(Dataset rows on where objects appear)
'''
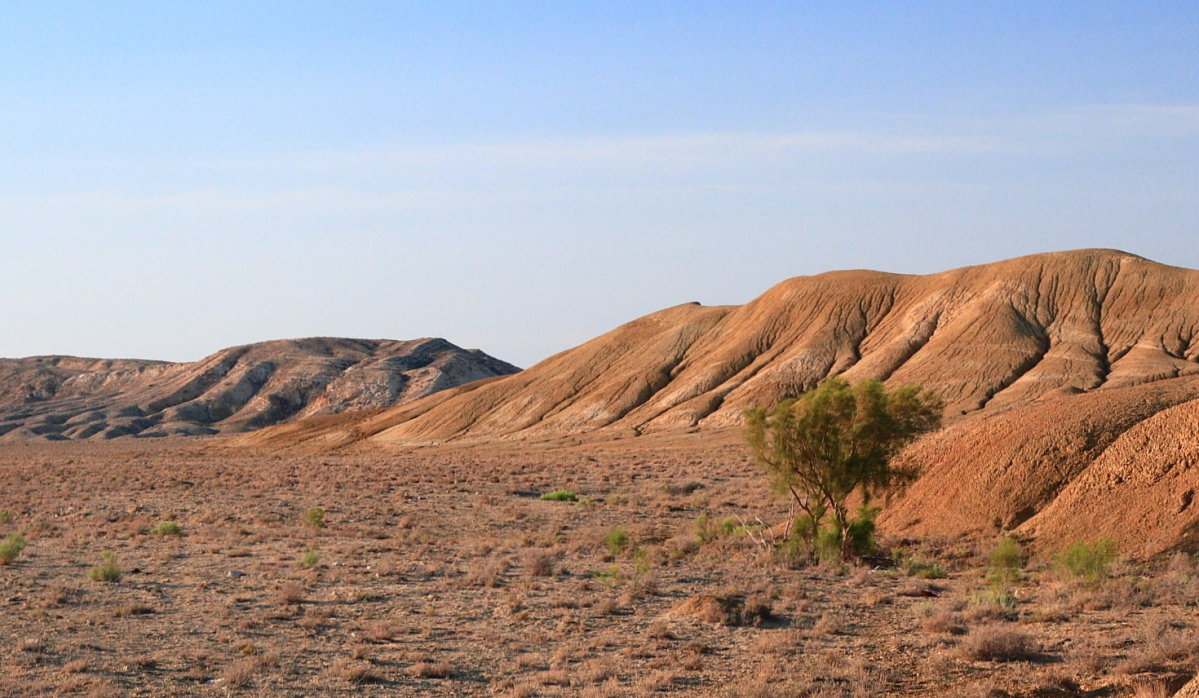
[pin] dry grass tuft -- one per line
(999, 644)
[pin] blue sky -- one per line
(522, 176)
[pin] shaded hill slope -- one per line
(1071, 381)
(983, 337)
(238, 389)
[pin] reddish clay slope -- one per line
(1072, 468)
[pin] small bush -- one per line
(616, 541)
(540, 563)
(711, 529)
(11, 548)
(560, 495)
(1005, 564)
(921, 567)
(314, 518)
(1090, 563)
(107, 570)
(167, 528)
(860, 533)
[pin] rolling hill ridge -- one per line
(234, 390)
(1071, 381)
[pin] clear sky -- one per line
(522, 176)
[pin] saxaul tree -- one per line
(837, 440)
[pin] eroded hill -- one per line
(238, 389)
(983, 337)
(1071, 381)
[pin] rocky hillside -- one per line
(983, 337)
(234, 390)
(1071, 381)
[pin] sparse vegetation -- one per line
(833, 441)
(616, 541)
(560, 495)
(1089, 563)
(108, 570)
(1005, 564)
(11, 548)
(168, 528)
(999, 644)
(421, 576)
(314, 518)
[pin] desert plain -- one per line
(440, 571)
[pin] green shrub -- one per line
(560, 495)
(861, 531)
(827, 543)
(921, 567)
(1000, 599)
(167, 528)
(1005, 564)
(642, 563)
(107, 570)
(314, 518)
(1090, 563)
(710, 529)
(11, 548)
(616, 541)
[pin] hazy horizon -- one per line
(522, 179)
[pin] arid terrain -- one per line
(234, 390)
(441, 571)
(592, 525)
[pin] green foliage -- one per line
(609, 576)
(861, 531)
(711, 529)
(616, 541)
(314, 518)
(1000, 599)
(1005, 564)
(107, 570)
(1090, 563)
(560, 495)
(921, 567)
(11, 548)
(642, 563)
(835, 440)
(167, 528)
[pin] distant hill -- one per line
(234, 390)
(1071, 381)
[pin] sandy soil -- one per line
'''
Drop the pictures and reproduce the rest of the entries above exactly.

Answer in full:
[pin] dry grass tuft -- one per line
(999, 644)
[pin] blue sky -- one per line
(522, 176)
[pin] shaded hill slope -- one per line
(1071, 381)
(983, 337)
(238, 389)
[pin] reddish clay slope -- one per line
(1072, 468)
[pin] small bush -- one per line
(616, 541)
(540, 563)
(711, 529)
(11, 548)
(560, 495)
(1005, 564)
(921, 567)
(314, 518)
(1090, 563)
(107, 570)
(167, 528)
(860, 533)
[pin] rolling hill ridge -- one per line
(234, 390)
(1071, 381)
[pin] clear sky -- one per line
(522, 176)
[pin] saxaul tree -- one per line
(837, 440)
[pin] eroded hill -- one per line
(238, 389)
(983, 337)
(1071, 381)
[pin] rocky hillside -- one per line
(983, 337)
(234, 390)
(1071, 381)
[pin] sparse vegetation -- one per line
(833, 441)
(616, 541)
(560, 495)
(1089, 563)
(108, 570)
(1005, 564)
(11, 548)
(168, 528)
(999, 644)
(421, 576)
(314, 518)
[pin] desert plain -- one per line
(440, 571)
[pin] green shrub -- one per line
(560, 495)
(861, 531)
(827, 543)
(921, 567)
(1000, 599)
(167, 528)
(1005, 564)
(642, 563)
(107, 570)
(314, 518)
(1090, 563)
(710, 529)
(11, 548)
(616, 541)
[pin] hazy horizon -- one per line
(522, 179)
[pin] arid terrain -- one per line
(234, 390)
(441, 571)
(592, 525)
[pin] green foliage -- one per line
(609, 576)
(861, 531)
(711, 529)
(616, 541)
(314, 518)
(1000, 599)
(1005, 564)
(107, 570)
(1090, 563)
(560, 495)
(921, 567)
(11, 548)
(642, 563)
(835, 440)
(167, 528)
[pin] distant hill -- one per line
(234, 390)
(1071, 381)
[pin] sandy soil -- one per line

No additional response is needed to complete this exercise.